Quindi l’attrattività è la gestione dei fattori che compongono innanzitutto il patrimonio simbolico di un territorio. Qui c’è un antro punto da chiarire bene, che è chiaro quando lo si tocca con mano: un brand, cioè il patrimonio simbolico di un territorio, sia esso una città, sia esso una regione o sia anche una regione in costruzione, non è proprietà delle istituzioni, non è proprietà della politica: è proprietà di un popolo.
Se il popolo è disarticolato (per ragioni di pluri-appartenenze), prima di tutto bisogna trovare le ragioni di articolazione e di sintesi perché abbia un pensiero comune intorno al suo patrimonio simbolico. Nel ‘900 chi ha provato a gestire il brand in termini come dire, diretto, di potere-gestione del patrimonio simbolico, sono stati soprattutto i dittatori. Hitler certo pensava di poter lavorare sul suo brand comandandolo a piacere. Nella realtà è il popolo stesso che deve avere percepito un tratto simbolico come proprio, e quando lo si vuole modificare bisogna coinvolgere la gente, bisogna costruire modelli di dibattito pubblico, bisogna portare l’opinione pubblica, indurla, dargli gli strumenti – ecco perché servono i media, ecco perché servono le Università, ecco perché serve la cultura, ecco perché servono i musei – a ragionare sulla propria storia identitaria e su come essa è evoluta.
 
La declinazione comunicativa di questo patrimonio genera infatti  buona o cattiva immagine, buona o cattiva reputazione, che a sua volta determina la potenzialità attrattiva di turisti, di investimenti, di lavoratori, di studenti, di progetti culturali e imprenditoriali … e anche semplicemente di buona idee che arrivano dove c’è attrattività riconoscibile..
 
Segnalo, lo dico velocemente, che oggi nel mondo la buona reputazione, cioè la buona immagine, è oggetto di indagini molto accurate e di ranking molto precisi: sia gli inglesi sia gli americani hanno istituti che fanno su questo delle operazioni al dettaglio. 
Noi sappiamo perfettamente un paese a che punto è di classifica nei ranking di immagine, una città a che punto è e perché. Sappiamo che gli inglesi lavorano sull’opinione pubblica internazionale, che per la maggior parte non conosce, immagina: perché chi conosce è il cinque per cento del mondo, gli altri immaginano, ma non è che non sono consumatori, turisti, operatori, studenti…, lo sono. Ma la con dizione immaginaria è appunto quella per la quale  quel 95% del mondo  non ti sa ma ti immagina e attorno a ciò si forma opinioni e si predispone a scelte.

### Lavoro richiesto:
(1) Ripeti parola per parola il brano sull'attrattività dei territori da "La declinazione comunicativa" a "c’è attrattività riconoscibile..".
(2) Secondo il brano sull'attrattività dei territori, quale parte del mondo conosce davvero un paese o una città?
(3) Prosegui il brano sull'attrattività dei territori e sul loro patrimonio simbolico, riprendendo subito dopo la sua ultima frase.
Il materiale riportato più avanti proviene da una fonte diversa.

### Estratto dati:
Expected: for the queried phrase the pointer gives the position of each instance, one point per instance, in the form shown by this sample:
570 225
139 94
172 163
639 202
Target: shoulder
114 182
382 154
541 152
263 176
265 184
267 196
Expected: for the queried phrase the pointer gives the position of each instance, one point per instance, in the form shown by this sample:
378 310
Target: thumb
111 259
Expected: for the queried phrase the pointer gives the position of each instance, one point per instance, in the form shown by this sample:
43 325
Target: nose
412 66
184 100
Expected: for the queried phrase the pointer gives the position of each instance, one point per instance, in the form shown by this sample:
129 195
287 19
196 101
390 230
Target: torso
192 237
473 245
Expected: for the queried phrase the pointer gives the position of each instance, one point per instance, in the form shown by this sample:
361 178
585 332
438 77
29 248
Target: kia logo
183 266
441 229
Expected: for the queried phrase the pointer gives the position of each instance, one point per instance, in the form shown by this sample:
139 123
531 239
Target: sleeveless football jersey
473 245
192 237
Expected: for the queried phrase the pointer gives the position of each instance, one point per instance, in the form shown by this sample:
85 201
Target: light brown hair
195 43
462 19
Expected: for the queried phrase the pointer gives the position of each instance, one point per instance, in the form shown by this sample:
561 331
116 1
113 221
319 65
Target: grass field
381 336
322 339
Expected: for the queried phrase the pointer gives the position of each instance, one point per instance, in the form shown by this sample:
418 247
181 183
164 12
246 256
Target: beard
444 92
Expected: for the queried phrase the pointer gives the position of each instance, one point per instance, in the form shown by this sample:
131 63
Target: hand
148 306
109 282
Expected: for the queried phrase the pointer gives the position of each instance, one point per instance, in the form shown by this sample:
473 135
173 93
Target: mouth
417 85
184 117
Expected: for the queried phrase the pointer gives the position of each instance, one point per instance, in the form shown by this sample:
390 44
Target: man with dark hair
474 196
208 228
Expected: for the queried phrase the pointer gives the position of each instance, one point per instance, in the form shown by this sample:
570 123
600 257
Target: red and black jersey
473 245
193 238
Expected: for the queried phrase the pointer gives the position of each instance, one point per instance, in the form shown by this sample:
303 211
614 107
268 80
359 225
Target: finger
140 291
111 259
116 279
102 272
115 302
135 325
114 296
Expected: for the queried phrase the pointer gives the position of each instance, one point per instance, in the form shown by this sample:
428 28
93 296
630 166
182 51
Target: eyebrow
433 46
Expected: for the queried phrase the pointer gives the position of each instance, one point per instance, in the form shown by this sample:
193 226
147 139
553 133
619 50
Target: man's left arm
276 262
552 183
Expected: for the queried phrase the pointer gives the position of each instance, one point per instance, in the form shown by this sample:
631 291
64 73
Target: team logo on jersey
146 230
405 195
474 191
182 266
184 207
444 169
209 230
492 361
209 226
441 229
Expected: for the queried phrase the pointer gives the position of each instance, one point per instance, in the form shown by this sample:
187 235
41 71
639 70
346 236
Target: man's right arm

### Risposte finali:
(1)
La declinazione comunicativa di questo patrimonio genera infatti  buona o cattiva immagine, buona o cattiva reputazione, che a sua volta determina la potenzialità attrattiva di turisti, di investimenti, di lavoratori, di studenti, di progetti culturali e imprenditoriali … e anche semplicemente di buona idee che arrivano dove c’è attrattività riconoscibile..

(2) Il cinque per cento del mondo.

(3)
 
Gli americani lavorano su altri ranking, prevalentemente legati alle opinioni della classe dirigente, cioè di chi decide. Noi ne teniamo conto, e ne teniamo conto perché il nostro paese è molto beneficiato da questi ranking. Malgrado noi ci piangiamo addosso, malgrado noi diciamo: la “monnezza” di Napoli, la mafia, le cose che non vanno… , l’Italia ha un’immagine internazionale di “bel giardino” che tiene e che ci lascia dentro il top ten del sistema immaginato come attrattivo.
E’ un patrimonio straordinario che noi abbiamo da secoli e che soprattutto le nostre città esprimono. Roma, per esempio, che è una città straordinariamente allineata all’immaginario nazionale, ha un beneficio ulteriore –  la storia, la bellezza, il Papa – che la porta ad essere nel top five dell’immaginario collettivo del mondo. Milano, che non è una città del tutto secondaria nel mondo, è una città che un secolo fa ha deciso di non allinearsi all’immagine nazionale, non essere cioè parte del  “bel giardino”. Milano ha voluto essere una città industriale, ha voluto assomigliare alla Ruhr, all’Europa continentale. E oggi sconta – dopo che non c’è più l’industria – questo suo disallineamento che non acchiappa l’immagine nazionale. Bisogna allora che raccontiamo la Milano cambiata  con la moda, con la creatività, con il design, con la nuova cultura. Però guardate – mi è capitato di dirlo anche al mio Sindaco, che ha la mia età – quando eravamo ragazzi al liceo, sapevamo che Sesto San Giovanni (l’acciaio, la classe operaia, il capitalismo) era un patrimonio della città, ma Brera non sapevamo nemmeno che esistesse, perché non esisteva nel costume della città l’idea di essere una città di cultura e soprattutto non lo dicevano nemmeno agli studenti della città.
 
Questo per dire che quando parliamo di immagine non parliamo di cipria, parliamo di dati misurati oggi nel mondo che ci mettano in condizioni di essere importanti o meno importanti, non per il nostro appeal, ma per come il mondo ci immagina.
Scusate vi do un dettaglio ancora di esperienza. Occupandomi di queste cose frequento alcuni dibattiti internazionali, il capo dell’istituto inglese che gestisce il ranking sull’immagine è un giovane molto preparato e molto in gamba che ha sposato un’italiana, una salernitana, e gira il mondo e lavora molto perché i governi che non si trovano nel ranking vogliono sapere perché non ci sono nei ranking e lo chiamano. Il governo della Romania chiamò lui e me, lui perché doveva spiegare dove stava la Romania in quei ranking e me perché dovevo spiegare le cause negative del loro posizionamento, anzi il fatto che non c’erano per niente, in quel ranking.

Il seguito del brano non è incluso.